Rewrite the rows from the line with "task | indicate the man's nose, one" to the line with "target: man's shoulder", changing every "man's" to "person's" and leaving the rest as it stands.
++++++
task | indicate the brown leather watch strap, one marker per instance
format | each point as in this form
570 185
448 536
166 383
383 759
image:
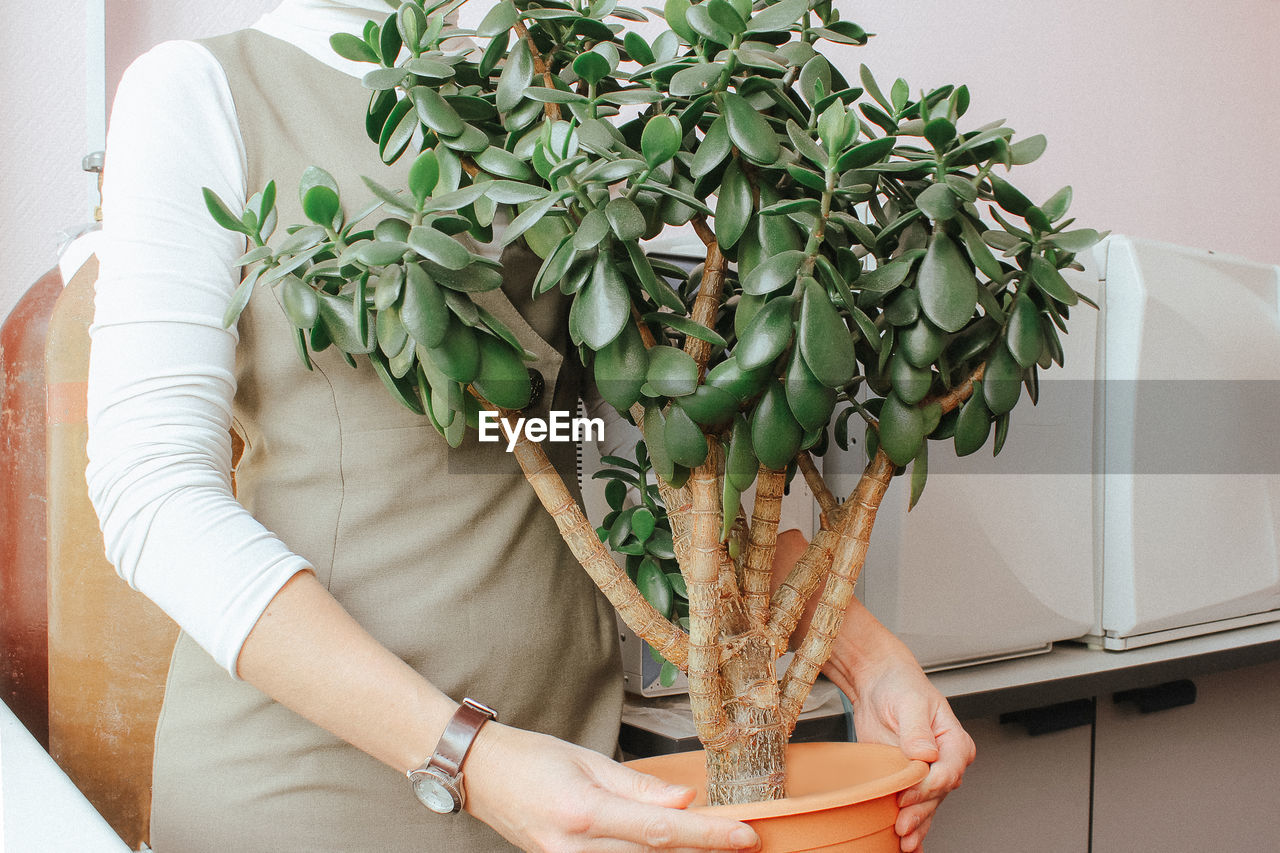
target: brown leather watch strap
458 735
++++++
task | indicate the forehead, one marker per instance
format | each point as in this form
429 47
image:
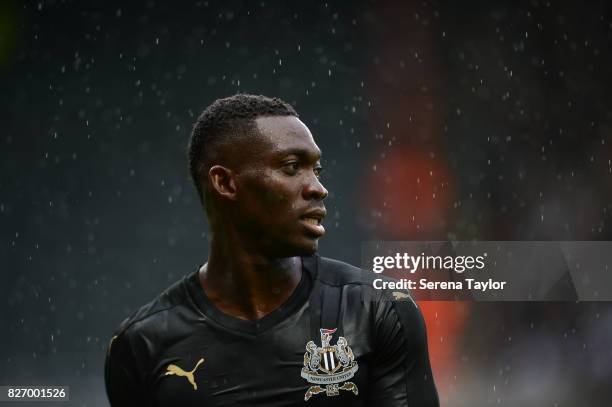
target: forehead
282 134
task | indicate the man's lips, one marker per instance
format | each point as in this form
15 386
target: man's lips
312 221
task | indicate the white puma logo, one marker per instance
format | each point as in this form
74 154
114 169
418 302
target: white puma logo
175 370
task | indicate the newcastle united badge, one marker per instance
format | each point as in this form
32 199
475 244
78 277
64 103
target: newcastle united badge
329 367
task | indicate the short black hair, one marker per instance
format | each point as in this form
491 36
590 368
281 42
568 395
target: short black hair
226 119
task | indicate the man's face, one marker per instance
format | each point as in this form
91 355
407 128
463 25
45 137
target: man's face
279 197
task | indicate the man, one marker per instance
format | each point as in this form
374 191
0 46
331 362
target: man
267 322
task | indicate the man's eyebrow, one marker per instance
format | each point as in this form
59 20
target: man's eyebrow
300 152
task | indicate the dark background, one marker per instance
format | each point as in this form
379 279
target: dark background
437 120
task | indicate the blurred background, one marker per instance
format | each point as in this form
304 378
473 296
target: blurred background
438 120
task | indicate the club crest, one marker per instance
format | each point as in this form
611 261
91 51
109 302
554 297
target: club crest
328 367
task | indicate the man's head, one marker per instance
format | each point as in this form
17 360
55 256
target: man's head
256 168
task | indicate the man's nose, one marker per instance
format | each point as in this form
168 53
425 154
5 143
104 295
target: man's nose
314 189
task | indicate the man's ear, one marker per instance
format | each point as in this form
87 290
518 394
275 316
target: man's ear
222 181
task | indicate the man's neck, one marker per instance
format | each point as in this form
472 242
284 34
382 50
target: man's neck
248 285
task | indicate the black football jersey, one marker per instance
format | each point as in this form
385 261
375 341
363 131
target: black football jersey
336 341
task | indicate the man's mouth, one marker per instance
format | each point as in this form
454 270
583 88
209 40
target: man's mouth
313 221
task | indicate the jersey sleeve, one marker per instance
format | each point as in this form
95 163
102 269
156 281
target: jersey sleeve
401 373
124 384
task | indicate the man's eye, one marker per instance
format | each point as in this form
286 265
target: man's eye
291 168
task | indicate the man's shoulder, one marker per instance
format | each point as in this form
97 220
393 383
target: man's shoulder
++++++
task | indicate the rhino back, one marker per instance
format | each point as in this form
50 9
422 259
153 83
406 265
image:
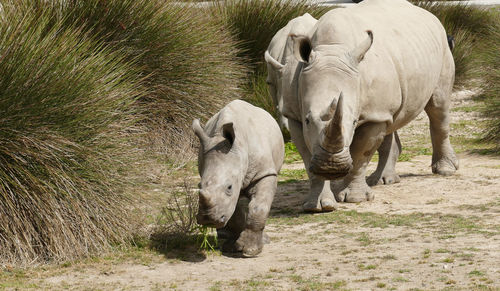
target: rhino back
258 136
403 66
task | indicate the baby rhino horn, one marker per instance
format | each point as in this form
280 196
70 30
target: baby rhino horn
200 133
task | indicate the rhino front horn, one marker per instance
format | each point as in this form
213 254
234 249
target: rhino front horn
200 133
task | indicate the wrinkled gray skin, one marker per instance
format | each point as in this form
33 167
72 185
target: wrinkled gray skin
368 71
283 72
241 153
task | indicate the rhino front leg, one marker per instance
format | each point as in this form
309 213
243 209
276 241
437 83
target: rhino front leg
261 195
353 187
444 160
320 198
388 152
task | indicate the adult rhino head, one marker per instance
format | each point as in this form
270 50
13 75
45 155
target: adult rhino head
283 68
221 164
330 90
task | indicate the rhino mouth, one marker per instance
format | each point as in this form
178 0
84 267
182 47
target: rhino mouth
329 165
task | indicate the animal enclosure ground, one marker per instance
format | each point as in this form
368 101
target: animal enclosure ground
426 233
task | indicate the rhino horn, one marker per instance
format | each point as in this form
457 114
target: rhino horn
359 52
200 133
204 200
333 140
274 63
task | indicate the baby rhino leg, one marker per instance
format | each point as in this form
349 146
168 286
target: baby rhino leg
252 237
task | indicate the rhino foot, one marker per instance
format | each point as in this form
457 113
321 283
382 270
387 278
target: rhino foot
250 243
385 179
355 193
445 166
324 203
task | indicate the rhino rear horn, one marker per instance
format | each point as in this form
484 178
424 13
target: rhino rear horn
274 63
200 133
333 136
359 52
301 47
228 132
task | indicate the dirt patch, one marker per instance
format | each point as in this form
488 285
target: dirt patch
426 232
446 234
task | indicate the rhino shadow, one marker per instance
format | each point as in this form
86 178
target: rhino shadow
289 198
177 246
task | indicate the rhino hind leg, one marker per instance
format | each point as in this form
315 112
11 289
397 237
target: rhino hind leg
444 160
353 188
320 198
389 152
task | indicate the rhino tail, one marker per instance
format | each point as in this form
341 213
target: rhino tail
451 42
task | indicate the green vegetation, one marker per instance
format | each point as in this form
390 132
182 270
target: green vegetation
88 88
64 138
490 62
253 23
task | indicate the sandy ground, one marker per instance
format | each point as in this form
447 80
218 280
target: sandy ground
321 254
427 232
++++++
_Task answer_
task | indicate the person's nose, one marker per instance
format | each point as in this form
168 53
425 154
5 143
104 295
target: person's nose
314 189
task | indicate the person's ear, one marker per instance
format | each point as in this form
87 290
518 394
275 316
target: person's ear
222 181
task | indicate the person's neck, one marker per instance
format | each point as in this form
472 242
284 34
382 50
target: person's neck
248 285
task | indicate the black football jersey, one marker per instance
format | each point as in this form
385 261
375 341
363 131
target: black football jersey
336 341
task | indicate the person's mouth, one marker per instance
format | each point as in this form
454 270
583 88
209 40
target: person's mouth
313 221
task | indicate the jersey sleeve, one marker per instance
format | each point as in this form
95 163
102 269
156 281
target: jersey sleeve
401 373
124 384
task | indicate the person's eye, one marker per instance
format | each point as in this form
286 265
target: person's eye
291 168
task | indicate the person's shoulder, one marker per instance
format | each point as in this form
97 220
393 383
target: person's shoulder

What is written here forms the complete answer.